-- RECORDS SHOWN --
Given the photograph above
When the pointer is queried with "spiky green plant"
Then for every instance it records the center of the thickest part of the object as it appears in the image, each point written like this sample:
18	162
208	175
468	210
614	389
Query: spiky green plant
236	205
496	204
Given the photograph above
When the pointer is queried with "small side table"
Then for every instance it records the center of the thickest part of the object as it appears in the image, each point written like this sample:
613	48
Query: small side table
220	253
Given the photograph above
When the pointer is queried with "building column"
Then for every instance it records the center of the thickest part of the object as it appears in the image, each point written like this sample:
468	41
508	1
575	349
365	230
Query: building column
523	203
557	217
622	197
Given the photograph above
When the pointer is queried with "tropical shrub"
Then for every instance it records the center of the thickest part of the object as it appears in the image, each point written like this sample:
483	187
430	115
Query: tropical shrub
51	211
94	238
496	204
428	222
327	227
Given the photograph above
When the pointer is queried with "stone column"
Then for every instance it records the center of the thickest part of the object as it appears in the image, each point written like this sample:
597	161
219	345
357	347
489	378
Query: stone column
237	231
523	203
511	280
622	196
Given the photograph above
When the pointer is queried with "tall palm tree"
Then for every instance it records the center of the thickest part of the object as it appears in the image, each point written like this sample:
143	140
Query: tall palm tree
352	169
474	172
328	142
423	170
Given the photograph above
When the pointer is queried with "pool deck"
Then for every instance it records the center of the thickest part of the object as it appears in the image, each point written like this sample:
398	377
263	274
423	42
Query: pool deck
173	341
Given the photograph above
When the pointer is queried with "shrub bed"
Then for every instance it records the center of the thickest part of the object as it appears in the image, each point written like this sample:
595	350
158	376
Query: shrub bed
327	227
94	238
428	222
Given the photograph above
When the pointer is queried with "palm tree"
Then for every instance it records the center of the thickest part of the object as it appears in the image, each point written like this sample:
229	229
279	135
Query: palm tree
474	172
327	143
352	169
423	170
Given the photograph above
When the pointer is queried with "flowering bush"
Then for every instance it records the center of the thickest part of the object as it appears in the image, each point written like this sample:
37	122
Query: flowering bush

-- PROBLEM STATEMENT --
Retype the data exactly as given.

-- SOLUTION --
Given the photograph above
When the pointer is queried with "spiky green plant"
Then for every instance it records the center of the thickest part of the object as it appears in the image, each point written like this sample:
18	162
208	175
468	210
614	389
Query: spiky green plant
236	205
496	204
Given the photograph above
When the pointer is queried with "small side table"
Then for every instance it records the center of the thickest part of the object as it appears in the image, each point written like this sample:
613	48
Query: small side table
220	253
Given the photograph above
When the pointer is queried with "building column"
Then for every instance it records the center of the thickest part of the object as it appears in the image, each point written like this sample:
468	41
508	1
575	349
365	230
Query: building column
523	203
557	217
622	197
Given the photograph above
When the pointer is queried with "tropical shrub"
Then for every instance it records the center of the thickest part of the object as it appears in the image, each point written like this sample:
483	187
430	115
Query: tropical shrub
51	211
94	238
496	204
428	222
327	227
Given the photograph above
When the pointer is queried with "stone column"
Then for every instance it records the center of the thickest part of the object as it appears in the image, each point written like this sample:
597	161
219	345
357	347
489	378
Query: stone column
237	231
523	203
511	280
622	196
Given the photograph above
When the pointer is queried with "tall palm tree"
Then for every instance it records the center of the thickest part of the object as it appears in the image, each point written like this sample:
143	140
Query: tall palm tree
352	169
474	172
328	142
423	170
Given the photograph above
When the pointer is queried with "pool deck"
Then for every instance it records the center of the thickest part of the object as it appears in the image, each point written like this sample:
398	377
263	274
423	42
Query: pool deck
173	341
Given the photograph above
When the pointer is queried with "shrub bed"
Then for every instance it records the center of the thickest part of the object as it appears in the image, each point written like this sample:
595	350
158	376
Query: shrub bed
327	227
94	238
428	222
Given the photograph above
When the pointer is queried with "palm tree"
Then for every instance it records the center of the thickest part of the object as it appears in the image, each point written like this sample:
229	229
279	135
Query: palm tree
474	172
327	143
352	169
423	170
Given the photograph above
When the pointer is queried with "flowering bush"
Then for every instance it records the center of the thickest part of the object as it appears in the image, each point written like this sample:
37	122
Query: flowering bush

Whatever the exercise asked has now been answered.